» **AIM OF THE TASK**:
Rewrite the listing below as a numbered list with one line per number, leaving out any blank lines.

(Entries for locating named things)
>> START

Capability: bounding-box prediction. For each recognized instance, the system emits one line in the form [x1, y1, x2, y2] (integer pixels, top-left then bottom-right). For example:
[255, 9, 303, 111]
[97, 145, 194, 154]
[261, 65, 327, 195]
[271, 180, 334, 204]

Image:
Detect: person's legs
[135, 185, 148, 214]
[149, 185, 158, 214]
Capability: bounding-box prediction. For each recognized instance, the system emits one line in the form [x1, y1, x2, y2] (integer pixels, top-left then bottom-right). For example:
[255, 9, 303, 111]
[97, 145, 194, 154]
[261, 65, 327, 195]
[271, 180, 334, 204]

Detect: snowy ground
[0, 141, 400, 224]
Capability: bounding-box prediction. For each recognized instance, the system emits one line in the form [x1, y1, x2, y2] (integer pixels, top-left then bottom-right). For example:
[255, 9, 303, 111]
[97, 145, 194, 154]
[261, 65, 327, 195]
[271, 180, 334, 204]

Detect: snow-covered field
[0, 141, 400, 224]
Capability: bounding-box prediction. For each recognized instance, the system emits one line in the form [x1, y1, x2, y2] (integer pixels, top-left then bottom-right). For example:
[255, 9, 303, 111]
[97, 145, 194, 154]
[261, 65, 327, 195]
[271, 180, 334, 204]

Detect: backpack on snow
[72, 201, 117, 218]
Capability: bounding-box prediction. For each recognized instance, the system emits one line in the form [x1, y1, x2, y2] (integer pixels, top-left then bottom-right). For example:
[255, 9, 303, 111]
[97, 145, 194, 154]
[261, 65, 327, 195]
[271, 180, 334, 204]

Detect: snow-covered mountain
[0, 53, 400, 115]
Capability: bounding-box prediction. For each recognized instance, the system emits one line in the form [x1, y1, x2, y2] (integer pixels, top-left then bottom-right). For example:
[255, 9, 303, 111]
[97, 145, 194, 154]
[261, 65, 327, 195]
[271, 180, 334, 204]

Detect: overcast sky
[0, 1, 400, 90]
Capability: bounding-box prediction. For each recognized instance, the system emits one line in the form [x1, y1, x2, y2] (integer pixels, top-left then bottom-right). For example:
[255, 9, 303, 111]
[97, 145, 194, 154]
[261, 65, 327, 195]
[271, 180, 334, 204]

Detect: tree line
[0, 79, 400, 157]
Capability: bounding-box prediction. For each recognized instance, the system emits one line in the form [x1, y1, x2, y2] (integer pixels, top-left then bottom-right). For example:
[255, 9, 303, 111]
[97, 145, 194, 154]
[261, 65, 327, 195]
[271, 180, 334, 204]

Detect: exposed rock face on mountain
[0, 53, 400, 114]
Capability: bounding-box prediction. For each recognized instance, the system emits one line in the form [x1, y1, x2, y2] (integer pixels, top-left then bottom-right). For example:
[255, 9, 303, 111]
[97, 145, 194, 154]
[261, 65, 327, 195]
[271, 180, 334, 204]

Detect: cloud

>> END

» **ANSWER TO THIS PROBLEM**:
1. Capability: bounding-box prediction. For each recognized instance, the system emits one line in the form [x1, y1, x2, y2] (integer pixels, top-left then bottom-right). For example:
2. [255, 9, 303, 111]
3. [97, 145, 194, 154]
4. [261, 65, 327, 195]
5. [271, 180, 334, 204]
6. Image:
7. Detect: person's legs
8. [135, 185, 148, 214]
9. [149, 185, 158, 214]
10. Capability: bounding-box prediction. For each recognized instance, the system emits one line in the form [x1, y1, x2, y2] (integer pixels, top-left then bottom-right). For example:
11. [255, 9, 303, 111]
12. [97, 145, 194, 154]
13. [261, 65, 327, 195]
14. [271, 180, 334, 204]
15. Detect: snowy ground
16. [0, 141, 400, 224]
17. Capability: bounding-box prediction. For each recognized instance, the system emits one line in the form [x1, y1, x2, y2] (integer pixels, top-left then bottom-right). For example:
18. [255, 9, 303, 111]
19. [97, 145, 194, 154]
20. [261, 65, 327, 195]
21. [271, 180, 334, 204]
22. Detect: snow-covered field
23. [0, 141, 400, 224]
24. Capability: bounding-box prediction. For each recognized instance, the system emits one line in the form [x1, y1, x2, y2] (integer pixels, top-left then bottom-right). For example:
25. [255, 9, 303, 111]
26. [97, 145, 194, 154]
27. [261, 65, 327, 195]
28. [271, 180, 334, 204]
29. Detect: backpack on snow
30. [72, 201, 117, 218]
31. Capability: bounding-box prediction. For each recognized instance, the system emits one line in the form [x1, y1, x2, y2] (integer pixels, top-left then bottom-right). For example:
32. [255, 9, 303, 111]
33. [97, 145, 194, 154]
34. [261, 65, 327, 195]
35. [271, 180, 334, 204]
36. Detect: snow-covered mountain
37. [0, 53, 400, 115]
38. Capability: bounding-box prediction. For each recognized instance, the system emits one line in the form [x1, y1, x2, y2] (integer pixels, top-left then bottom-right). For example:
39. [255, 9, 303, 111]
40. [97, 145, 194, 154]
41. [261, 65, 327, 195]
42. [271, 180, 334, 204]
43. Detect: overcast sky
44. [0, 1, 400, 90]
45. Capability: bounding-box prediction. For each recognized instance, the system emits one line in the form [x1, y1, x2, y2] (integer pixels, top-left then bottom-right). For example:
46. [255, 9, 303, 111]
47. [97, 145, 194, 154]
48. [261, 65, 327, 195]
49. [271, 180, 334, 204]
50. Detect: tree line
51. [0, 79, 400, 157]
52. Capability: bounding-box prediction. For each recognized instance, the system emits one line in the form [x1, y1, x2, y2] (integer pixels, top-left then bottom-right). For example:
53. [255, 9, 303, 111]
54. [97, 145, 194, 154]
55. [261, 65, 327, 195]
56. [271, 180, 334, 204]
57. Detect: exposed rock face on mountain
58. [0, 53, 400, 114]
59. Capability: bounding-box prediction. For each recognized instance, the system emits one line in the form [x1, y1, x2, y2] (integer pixels, top-left then bottom-right). For example:
60. [255, 9, 303, 111]
61. [97, 145, 194, 154]
62. [261, 65, 327, 195]
63. [271, 180, 334, 204]
64. Detect: cloud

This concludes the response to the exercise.